To do: Would you copy only the lines below, beginning with the one that contains "point: player with" and running through the last entry line?
◆ ◆ ◆ ◆ ◆ ◆ ◆
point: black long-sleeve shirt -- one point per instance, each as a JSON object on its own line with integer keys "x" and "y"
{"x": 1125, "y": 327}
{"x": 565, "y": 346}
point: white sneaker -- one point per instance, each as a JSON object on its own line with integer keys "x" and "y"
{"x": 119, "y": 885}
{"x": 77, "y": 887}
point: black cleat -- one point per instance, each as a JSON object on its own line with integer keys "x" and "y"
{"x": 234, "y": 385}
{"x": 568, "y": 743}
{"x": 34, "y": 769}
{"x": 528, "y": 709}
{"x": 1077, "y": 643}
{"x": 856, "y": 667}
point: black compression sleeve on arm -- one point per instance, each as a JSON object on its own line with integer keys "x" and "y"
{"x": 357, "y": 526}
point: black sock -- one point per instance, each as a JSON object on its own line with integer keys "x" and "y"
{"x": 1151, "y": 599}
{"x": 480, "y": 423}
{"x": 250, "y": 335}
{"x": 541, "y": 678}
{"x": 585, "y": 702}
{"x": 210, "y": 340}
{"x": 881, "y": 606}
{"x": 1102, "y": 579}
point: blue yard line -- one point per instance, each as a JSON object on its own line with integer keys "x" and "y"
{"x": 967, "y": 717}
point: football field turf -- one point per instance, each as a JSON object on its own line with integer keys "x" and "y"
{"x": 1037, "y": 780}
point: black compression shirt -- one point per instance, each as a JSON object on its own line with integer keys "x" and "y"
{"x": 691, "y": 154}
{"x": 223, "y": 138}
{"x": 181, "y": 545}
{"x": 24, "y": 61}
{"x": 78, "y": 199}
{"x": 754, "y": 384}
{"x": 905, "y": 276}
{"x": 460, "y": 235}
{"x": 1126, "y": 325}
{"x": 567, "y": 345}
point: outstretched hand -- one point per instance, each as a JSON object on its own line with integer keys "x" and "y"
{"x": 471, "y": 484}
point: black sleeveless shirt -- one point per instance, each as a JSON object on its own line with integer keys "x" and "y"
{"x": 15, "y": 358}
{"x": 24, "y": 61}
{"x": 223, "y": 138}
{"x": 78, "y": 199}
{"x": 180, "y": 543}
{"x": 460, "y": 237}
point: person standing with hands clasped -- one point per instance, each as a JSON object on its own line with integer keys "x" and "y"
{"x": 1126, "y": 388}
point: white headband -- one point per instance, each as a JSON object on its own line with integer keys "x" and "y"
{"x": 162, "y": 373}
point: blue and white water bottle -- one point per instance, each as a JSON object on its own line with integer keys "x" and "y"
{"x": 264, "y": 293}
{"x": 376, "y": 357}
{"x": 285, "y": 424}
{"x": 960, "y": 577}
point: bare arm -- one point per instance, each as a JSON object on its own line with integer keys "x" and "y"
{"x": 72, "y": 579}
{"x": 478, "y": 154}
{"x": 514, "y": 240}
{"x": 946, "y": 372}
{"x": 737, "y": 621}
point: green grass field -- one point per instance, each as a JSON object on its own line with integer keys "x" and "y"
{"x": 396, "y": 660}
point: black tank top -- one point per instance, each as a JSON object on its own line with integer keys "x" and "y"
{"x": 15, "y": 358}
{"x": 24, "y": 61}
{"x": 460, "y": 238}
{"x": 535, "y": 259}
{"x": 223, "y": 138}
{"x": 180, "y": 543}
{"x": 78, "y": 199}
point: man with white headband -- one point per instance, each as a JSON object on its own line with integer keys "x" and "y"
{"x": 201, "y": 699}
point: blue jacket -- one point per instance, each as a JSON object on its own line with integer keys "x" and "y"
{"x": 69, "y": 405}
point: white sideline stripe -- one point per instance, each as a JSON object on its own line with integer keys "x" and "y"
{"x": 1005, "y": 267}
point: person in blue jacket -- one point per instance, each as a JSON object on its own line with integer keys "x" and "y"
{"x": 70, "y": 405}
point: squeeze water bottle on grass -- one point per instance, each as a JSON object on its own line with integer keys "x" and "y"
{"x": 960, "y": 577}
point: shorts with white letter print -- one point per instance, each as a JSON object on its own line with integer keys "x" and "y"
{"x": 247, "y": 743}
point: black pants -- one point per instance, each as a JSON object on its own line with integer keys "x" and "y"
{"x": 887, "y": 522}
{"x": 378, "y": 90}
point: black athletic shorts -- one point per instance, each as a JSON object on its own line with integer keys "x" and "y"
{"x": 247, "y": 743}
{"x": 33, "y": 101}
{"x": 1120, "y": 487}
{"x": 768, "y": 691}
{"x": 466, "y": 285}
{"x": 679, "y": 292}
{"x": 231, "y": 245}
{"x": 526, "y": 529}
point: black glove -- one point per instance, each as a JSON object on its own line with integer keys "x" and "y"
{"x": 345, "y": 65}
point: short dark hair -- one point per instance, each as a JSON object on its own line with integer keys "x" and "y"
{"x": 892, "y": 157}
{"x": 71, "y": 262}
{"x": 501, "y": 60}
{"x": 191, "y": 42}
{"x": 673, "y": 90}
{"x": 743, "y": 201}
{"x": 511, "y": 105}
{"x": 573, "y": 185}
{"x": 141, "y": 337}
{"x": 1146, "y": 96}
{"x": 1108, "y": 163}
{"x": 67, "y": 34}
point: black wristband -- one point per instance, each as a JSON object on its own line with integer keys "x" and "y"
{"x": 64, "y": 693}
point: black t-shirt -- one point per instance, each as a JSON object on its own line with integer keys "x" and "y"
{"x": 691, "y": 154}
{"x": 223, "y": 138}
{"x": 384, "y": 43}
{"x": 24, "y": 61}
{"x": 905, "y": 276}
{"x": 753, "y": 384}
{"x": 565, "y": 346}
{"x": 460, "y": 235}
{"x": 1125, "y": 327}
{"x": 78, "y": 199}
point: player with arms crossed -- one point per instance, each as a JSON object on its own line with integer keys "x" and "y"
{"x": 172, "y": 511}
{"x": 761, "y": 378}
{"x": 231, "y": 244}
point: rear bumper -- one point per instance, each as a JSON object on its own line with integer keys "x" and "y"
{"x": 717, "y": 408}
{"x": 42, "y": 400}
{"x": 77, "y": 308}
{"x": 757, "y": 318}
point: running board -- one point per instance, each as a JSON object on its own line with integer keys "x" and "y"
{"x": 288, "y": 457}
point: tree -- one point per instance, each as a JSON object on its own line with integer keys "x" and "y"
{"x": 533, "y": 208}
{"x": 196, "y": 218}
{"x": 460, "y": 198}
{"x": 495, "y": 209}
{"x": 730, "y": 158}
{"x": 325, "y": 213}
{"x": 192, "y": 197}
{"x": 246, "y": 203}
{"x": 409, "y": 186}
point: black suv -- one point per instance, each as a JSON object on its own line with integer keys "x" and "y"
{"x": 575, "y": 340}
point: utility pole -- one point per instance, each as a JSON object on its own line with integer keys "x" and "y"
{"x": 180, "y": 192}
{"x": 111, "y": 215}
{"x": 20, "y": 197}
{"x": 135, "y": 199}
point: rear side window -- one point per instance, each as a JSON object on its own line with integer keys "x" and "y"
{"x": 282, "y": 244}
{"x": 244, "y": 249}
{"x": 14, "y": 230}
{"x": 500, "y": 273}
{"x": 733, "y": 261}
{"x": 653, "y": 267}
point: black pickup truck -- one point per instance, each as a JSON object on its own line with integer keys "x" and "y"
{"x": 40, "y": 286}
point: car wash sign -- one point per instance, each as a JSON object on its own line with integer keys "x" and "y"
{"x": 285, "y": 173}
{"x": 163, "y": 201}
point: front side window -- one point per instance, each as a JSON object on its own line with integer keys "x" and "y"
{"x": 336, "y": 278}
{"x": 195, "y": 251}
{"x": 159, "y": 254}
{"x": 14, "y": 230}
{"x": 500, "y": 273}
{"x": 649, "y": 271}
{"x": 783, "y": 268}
◆ ◆ ◆ ◆ ◆ ◆ ◆
Correct answer:
point: player with arms crossed -- one point per instance, each as a JSON object on its own line with integer keys "x" and "y"
{"x": 172, "y": 511}
{"x": 761, "y": 378}
{"x": 231, "y": 244}
point: rear bumper -- one point per instance, each as a JSON object on its own line with integer keys "x" and "y"
{"x": 717, "y": 408}
{"x": 42, "y": 400}
{"x": 77, "y": 308}
{"x": 757, "y": 318}
point: running board -- one point per instance, each as a JSON object on its own line with integer keys "x" and "y"
{"x": 288, "y": 457}
point: tree -- one point per instance, each as a JSON object on its own line with integer keys "x" and "y"
{"x": 533, "y": 208}
{"x": 196, "y": 218}
{"x": 460, "y": 198}
{"x": 495, "y": 209}
{"x": 730, "y": 158}
{"x": 325, "y": 213}
{"x": 192, "y": 197}
{"x": 246, "y": 203}
{"x": 409, "y": 186}
point: black suv -- one point per instance, each as a JSON object on its own line with integer keys "x" and "y"
{"x": 575, "y": 340}
point: utility pole -- one point per instance, each as a JSON object on its own line with integer keys "x" and "y"
{"x": 180, "y": 192}
{"x": 111, "y": 215}
{"x": 20, "y": 197}
{"x": 135, "y": 199}
point: rear side window -- one point per instance, each as a JSON object on its own line with integer keys "x" and "y"
{"x": 282, "y": 244}
{"x": 244, "y": 249}
{"x": 14, "y": 230}
{"x": 500, "y": 273}
{"x": 733, "y": 261}
{"x": 653, "y": 267}
point: black pickup truck -- one point per instance, each as a JSON object on its own line with integer keys "x" and "y"
{"x": 40, "y": 286}
point: car wash sign -- one point per instance, each as a JSON object on its own line with integer keys "x" and "y"
{"x": 285, "y": 173}
{"x": 163, "y": 201}
point: front side window -- one point per instance, each as a JSON object on its own line with integer keys "x" and "y"
{"x": 336, "y": 278}
{"x": 195, "y": 251}
{"x": 159, "y": 254}
{"x": 14, "y": 230}
{"x": 500, "y": 273}
{"x": 649, "y": 271}
{"x": 783, "y": 268}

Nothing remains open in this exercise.